> Extracted text:
==========
May is the month of mental health awareness. During the month, there are several campaigns to champion the rights of mental health patients.

In Kenya, mental health rights awareness is becoming common with increased sensitisation programmes. Gone are the days when mental health and patients were a stigma.

There is a close relationship between mental health rights and the law.

The law considers a mentally unsound person to be unfit or incapable of performing certain tasks. The principle of incapacity is that a person is deemed unable to do certain things legally.

For example, according to the law, they are not able to enter contracts in their own name, they are not able to hold directorship positions and they are not able to run for political office.

The law is such that once a person is considered to be mentally unfit, he is assumed to lack capacity to undertake any of the above transactions. It is clearly stipulated in many laws.

In certain commercial agreements, the incapacity clause is such that the agreement automatically terminates upon a person is declared mentally unfit. For example, in articles of association, it is stated that a director ceases to hold office upon being declared mentally unfit.

The law, therefore, places a lot of legal limitations on a person that is mentally unfit.

However, the law also protects the affairs of mental health patients. In the Mental Health Act, under Section 26, the court can make orders to protect the estate and the affairs of a mentally unfit person.

Section 26 allows the court to make orders for the estate's management and allows for guardianship.

What these two provisions mean is that the estate of a mentally unfit person can be managed by a court-appointed manager in the best interest of the patient.

Guardians are appointed from close relatives or family members.

The guardian protects the affairs of the mentally ill patient, for example, by making decisions on his behalf such as medical treatment and others.

This is an important clause for persons of close proximity to the one who is or becomes mentally unsound.

Family members or colleagues can still protect the interests and affairs of a mentally unsound person by invoking any of the provisions under Section 26 of the Act.

The limitations

The manager and guardian appointed by court have been given a mandate to act in the best interest of the patient.

However, they cannot do certain acts without the court’s authority. For example, they cannot mortgage, charge, sell or transfer any of the patient’s assets without authority of the court.

They are also barred from making any investments without court authority. In the event the manager or guardian appointed seeks to be remunerated, he is paid out of the patient’s estate.

In some cases, a mentally unfit person does not have any close relatives or anybody seeking to act as a trustee for him. In such a case, the court can appoint the public trustee as the guardian.

The guardians and trustees have authority to do binding acts such as executing documents on their behalf in commercial transactions.
==========
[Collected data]
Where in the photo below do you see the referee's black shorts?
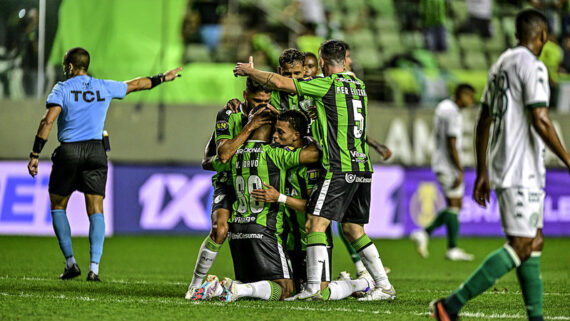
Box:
[49,140,107,197]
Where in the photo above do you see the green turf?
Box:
[0,236,570,321]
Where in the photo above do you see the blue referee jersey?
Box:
[46,75,127,143]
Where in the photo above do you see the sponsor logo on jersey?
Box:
[234,216,256,224]
[228,232,263,240]
[216,120,230,130]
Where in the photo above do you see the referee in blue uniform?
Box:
[28,47,182,281]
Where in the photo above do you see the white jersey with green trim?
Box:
[482,47,550,188]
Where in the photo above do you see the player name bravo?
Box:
[336,86,366,97]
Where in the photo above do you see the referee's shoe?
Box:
[59,263,81,280]
[87,271,101,282]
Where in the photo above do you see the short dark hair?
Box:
[455,83,475,98]
[319,40,346,66]
[245,77,272,94]
[63,47,90,71]
[515,9,548,41]
[277,110,309,138]
[303,51,318,64]
[279,48,305,68]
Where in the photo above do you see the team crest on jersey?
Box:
[307,169,320,184]
[216,120,230,130]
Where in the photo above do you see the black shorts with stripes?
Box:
[49,140,107,197]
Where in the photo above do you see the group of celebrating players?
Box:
[186,40,396,301]
[28,6,570,320]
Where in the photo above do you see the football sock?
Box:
[336,223,365,273]
[322,279,368,300]
[236,281,281,301]
[188,235,222,288]
[65,255,76,268]
[352,234,392,289]
[517,252,544,320]
[425,208,453,235]
[89,213,105,263]
[445,208,459,249]
[306,232,330,293]
[443,244,520,313]
[89,262,99,274]
[51,210,75,260]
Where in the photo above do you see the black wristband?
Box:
[148,74,164,88]
[32,136,47,154]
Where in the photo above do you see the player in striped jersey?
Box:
[430,9,570,320]
[252,110,374,300]
[185,79,271,300]
[195,107,320,301]
[234,40,396,300]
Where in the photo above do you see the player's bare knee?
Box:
[509,237,534,262]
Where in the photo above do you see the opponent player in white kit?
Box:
[431,10,570,320]
[410,84,475,261]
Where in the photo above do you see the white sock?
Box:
[65,255,76,268]
[236,281,271,300]
[307,244,330,293]
[89,262,99,275]
[354,259,366,274]
[358,244,392,289]
[329,279,368,300]
[188,236,218,289]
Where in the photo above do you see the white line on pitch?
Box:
[0,292,570,320]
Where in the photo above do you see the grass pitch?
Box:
[0,236,570,321]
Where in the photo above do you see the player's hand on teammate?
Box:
[234,56,254,77]
[452,170,463,188]
[373,144,392,160]
[247,106,274,129]
[473,175,491,208]
[251,182,279,203]
[224,98,241,113]
[164,67,182,81]
[28,158,40,177]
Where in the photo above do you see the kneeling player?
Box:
[252,110,374,300]
[197,107,320,301]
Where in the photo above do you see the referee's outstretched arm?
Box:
[125,67,182,95]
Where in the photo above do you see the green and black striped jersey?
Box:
[270,90,314,113]
[222,140,301,233]
[293,73,372,173]
[205,106,247,185]
[280,164,322,251]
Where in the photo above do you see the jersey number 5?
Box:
[352,99,364,138]
[236,175,265,214]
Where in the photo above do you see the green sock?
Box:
[517,252,543,319]
[443,244,520,313]
[269,281,281,301]
[336,223,360,263]
[425,208,453,235]
[445,210,459,249]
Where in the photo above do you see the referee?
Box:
[28,47,182,281]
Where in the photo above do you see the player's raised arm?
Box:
[28,106,61,177]
[125,67,182,94]
[531,106,570,170]
[473,104,492,207]
[234,56,297,94]
[299,141,321,164]
[251,182,311,212]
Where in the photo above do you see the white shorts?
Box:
[495,188,545,238]
[436,172,465,198]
==========
> Your goal: Retype the whole text on mental health rights and the law, word for word.

> Task answer:
May is the month of mental health awareness. During the month, there are several campaigns to champion the rights of mental health patients.

In Kenya, mental health rights awareness is becoming common with increased sensitisation programmes. Gone are the days when mental health and patients were a stigma.

There is a close relationship between mental health rights and the law.

The law considers a mentally unsound person to be unfit or incapable of performing certain tasks. The principle of incapacity is that a person is deemed unable to do certain things legally.

For example, according to the law, they are not able to enter contracts in their own name, they are not able to hold directorship positions and they are not able to run for political office.

The law is such that once a person is considered to be mentally unfit, he is assumed to lack capacity to undertake any of the above transactions. It is clearly stipulated in many laws.

In certain commercial agreements, the incapacity clause is such that the agreement automatically terminates upon a person is declared mentally unfit. For example, in articles of association, it is stated that a director ceases to hold office upon being declared mentally unfit.

The law, therefore, places a lot of legal limitations on a person that is mentally unfit.

However, the law also protects the affairs of mental health patients. In the Mental Health Act, under Section 26, the court can make orders to protect the estate and the affairs of a mentally unfit person.

Section 26 allows the court to make orders for the estate's management and allows for guardianship.

What these two provisions mean is that the estate of a mentally unfit person can be managed by a court-appointed manager in the best interest of the patient.

Guardians are appointed from close relatives or family members.

The guardian protects the affairs of the mentally ill patient, for example, by making decisions on his behalf such as medical treatment and others.

This is an important clause for persons of close proximity to the one who is or becomes mentally unsound.

Family members or colleagues can still protect the interests and affairs of a mentally unsound person by invoking any of the provisions under Section 26 of the Act.

The limitations

The manager and guardian appointed by court have been given a mandate to act in the best interest of the patient.

However, they cannot do certain acts without the court’s authority. For example, they cannot mortgage, charge, sell or transfer any of the patient’s assets without authority of the court.

They are also barred from making any investments without court authority. In the event the manager or guardian appointed seeks to be remunerated, he is paid out of the patient’s estate.

In some cases, a mentally unfit person does not have any close relatives or anybody seeking to act as a trustee for him. In such a case, the court can appoint the public trustee as the guardian.

The guardians and trustees have authority to do binding acts such as executing documents on their behalf in commercial transactions.